Retype the full text below on Arkansas small business aid, leaving every word and mark unchanged.

### PASSAGE PROVIDED

Go to asbtdc.org and request a free one-on-one consulting session. Specifically mention "AI advisory" in the request form. ASBTDC now lists AI-specific counseling as a standalone core service. The session is confidential, free, and available to any Arkansas for-profit business, from a solo operator to a 50-person firm.

Sba Disaster Loan: Arkansas Businesses Affected by January’s Winter Storm Have Until January 29th, 2027 to Apply

On April 29th, the SBA issued an Economic Injury Disaster Loan (EIDL) declaration for Arkansas, triggered by the severe winter weather that struck the state from January 23rd–26th, 2026. The declaration makes low-interest federal disaster loans available to small businesses and private nonprofit organizations across multiple Arkansas counties that experienced economic losses, even if the physical property was not damaged. The application deadline is January 29th, 2027, and loans can be up to $2 million, with interest rates as low as 4% for small businesses and terms up to 30 years.

The January 2026 winter storm hit Faulkner County as well as Pulaski, Lonoke, Saline, and dozens of other Central Arkansas counties. If your business lost revenue, experienced supply chain disruptions, had staff unable to report to work, or was forced to close during the storm, you may qualify for this loan, even if your building suffered no physical damage. EIDLs can be used to pay payroll, fixed debts, accounts payable, and other working capital needs that went unmet because of the disaster. Many business owners miss this window because they assume "disaster loan" only applies to physical damage.

Visit lending.sba.gov today to check eligibility and start an application. The process takes approximately 30 minutes online. If you have questions, call the SBA disaster assistance line at 1-800-659-2955.

######
### EXTRACTED MATERIAL

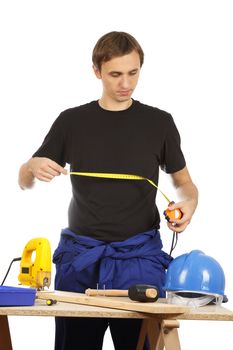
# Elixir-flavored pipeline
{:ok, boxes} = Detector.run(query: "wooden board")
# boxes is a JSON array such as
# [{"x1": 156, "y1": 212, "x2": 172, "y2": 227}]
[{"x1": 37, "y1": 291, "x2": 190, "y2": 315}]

######
### EXTRACTED MATERIAL

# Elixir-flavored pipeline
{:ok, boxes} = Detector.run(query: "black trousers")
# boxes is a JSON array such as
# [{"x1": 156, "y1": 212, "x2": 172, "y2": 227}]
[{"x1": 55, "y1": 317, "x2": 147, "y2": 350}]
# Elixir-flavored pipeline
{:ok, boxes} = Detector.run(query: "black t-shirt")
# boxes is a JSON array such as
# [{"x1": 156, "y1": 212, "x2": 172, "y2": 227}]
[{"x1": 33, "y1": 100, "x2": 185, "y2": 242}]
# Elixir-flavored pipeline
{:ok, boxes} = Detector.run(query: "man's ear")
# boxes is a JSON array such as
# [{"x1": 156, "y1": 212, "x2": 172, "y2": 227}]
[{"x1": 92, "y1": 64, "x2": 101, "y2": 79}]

######
### EXTRACTED MATERIAL

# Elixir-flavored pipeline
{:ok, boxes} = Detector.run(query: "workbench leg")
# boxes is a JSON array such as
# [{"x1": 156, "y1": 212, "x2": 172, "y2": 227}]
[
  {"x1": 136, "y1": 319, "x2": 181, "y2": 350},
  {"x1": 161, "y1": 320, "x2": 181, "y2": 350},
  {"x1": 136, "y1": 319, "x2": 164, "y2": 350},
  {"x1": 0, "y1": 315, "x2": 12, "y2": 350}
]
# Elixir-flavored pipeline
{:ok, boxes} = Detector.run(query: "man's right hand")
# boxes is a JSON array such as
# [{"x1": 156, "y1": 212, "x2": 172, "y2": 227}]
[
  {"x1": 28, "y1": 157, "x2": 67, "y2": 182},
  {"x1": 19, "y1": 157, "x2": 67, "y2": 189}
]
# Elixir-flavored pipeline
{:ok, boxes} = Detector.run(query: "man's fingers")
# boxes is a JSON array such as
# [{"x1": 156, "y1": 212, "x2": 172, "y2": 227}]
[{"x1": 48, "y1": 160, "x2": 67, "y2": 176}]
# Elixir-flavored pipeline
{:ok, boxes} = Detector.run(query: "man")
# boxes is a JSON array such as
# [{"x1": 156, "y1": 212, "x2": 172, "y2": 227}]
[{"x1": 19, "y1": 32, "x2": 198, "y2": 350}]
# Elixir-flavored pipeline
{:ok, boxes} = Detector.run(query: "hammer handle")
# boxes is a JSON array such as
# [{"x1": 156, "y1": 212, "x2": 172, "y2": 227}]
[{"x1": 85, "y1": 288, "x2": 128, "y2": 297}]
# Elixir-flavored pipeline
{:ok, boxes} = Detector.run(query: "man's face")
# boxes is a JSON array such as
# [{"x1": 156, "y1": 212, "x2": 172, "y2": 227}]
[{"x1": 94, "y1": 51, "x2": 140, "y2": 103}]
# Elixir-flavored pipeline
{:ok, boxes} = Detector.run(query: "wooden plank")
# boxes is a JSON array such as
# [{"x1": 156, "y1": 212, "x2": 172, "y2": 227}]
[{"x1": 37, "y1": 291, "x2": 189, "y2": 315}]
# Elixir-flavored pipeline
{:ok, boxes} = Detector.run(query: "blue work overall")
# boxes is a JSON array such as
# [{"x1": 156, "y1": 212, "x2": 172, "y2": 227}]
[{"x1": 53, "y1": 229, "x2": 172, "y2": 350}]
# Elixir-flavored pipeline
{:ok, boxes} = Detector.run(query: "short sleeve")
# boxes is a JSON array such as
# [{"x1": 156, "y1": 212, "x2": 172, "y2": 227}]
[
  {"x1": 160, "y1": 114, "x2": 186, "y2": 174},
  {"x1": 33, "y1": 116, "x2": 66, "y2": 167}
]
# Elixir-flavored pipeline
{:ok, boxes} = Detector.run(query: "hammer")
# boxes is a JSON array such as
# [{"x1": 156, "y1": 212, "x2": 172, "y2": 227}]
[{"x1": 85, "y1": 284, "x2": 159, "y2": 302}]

######

OUTPUT >>
Go to asbtdc.org and request a free one-on-one consulting session. Specifically mention "AI advisory" in the request form. ASBTDC now lists AI-specific counseling as a standalone core service. The session is confidential, free, and available to any Arkansas for-profit business, from a solo operator to a 50-person firm.

Sba Disaster Loan: Arkansas Businesses Affected by January’s Winter Storm Have Until January 29th, 2027 to Apply

On April 29th, the SBA issued an Economic Injury Disaster Loan (EIDL) declaration for Arkansas, triggered by the severe winter weather that struck the state from January 23rd–26th, 2026. The declaration makes low-interest federal disaster loans available to small businesses and private nonprofit organizations across multiple Arkansas counties that experienced economic losses, even if the physical property was not damaged. The application deadline is January 29th, 2027, and loans can be up to $2 million, with interest rates as low as 4% for small businesses and terms up to 30 years.

The January 2026 winter storm hit Faulkner County as well as Pulaski, Lonoke, Saline, and dozens of other Central Arkansas counties. If your business lost revenue, experienced supply chain disruptions, had staff unable to report to work, or was forced to close during the storm, you may qualify for this loan, even if your building suffered no physical damage. EIDLs can be used to pay payroll, fixed debts, accounts payable, and other working capital needs that went unmet because of the disaster. Many business owners miss this window because they assume "disaster loan" only applies to physical damage.

Visit lending.sba.gov today to check eligibility and start an application. The process takes approximately 30 minutes online. If you have questions, call the SBA disaster assistance line at 1-800-659-2955.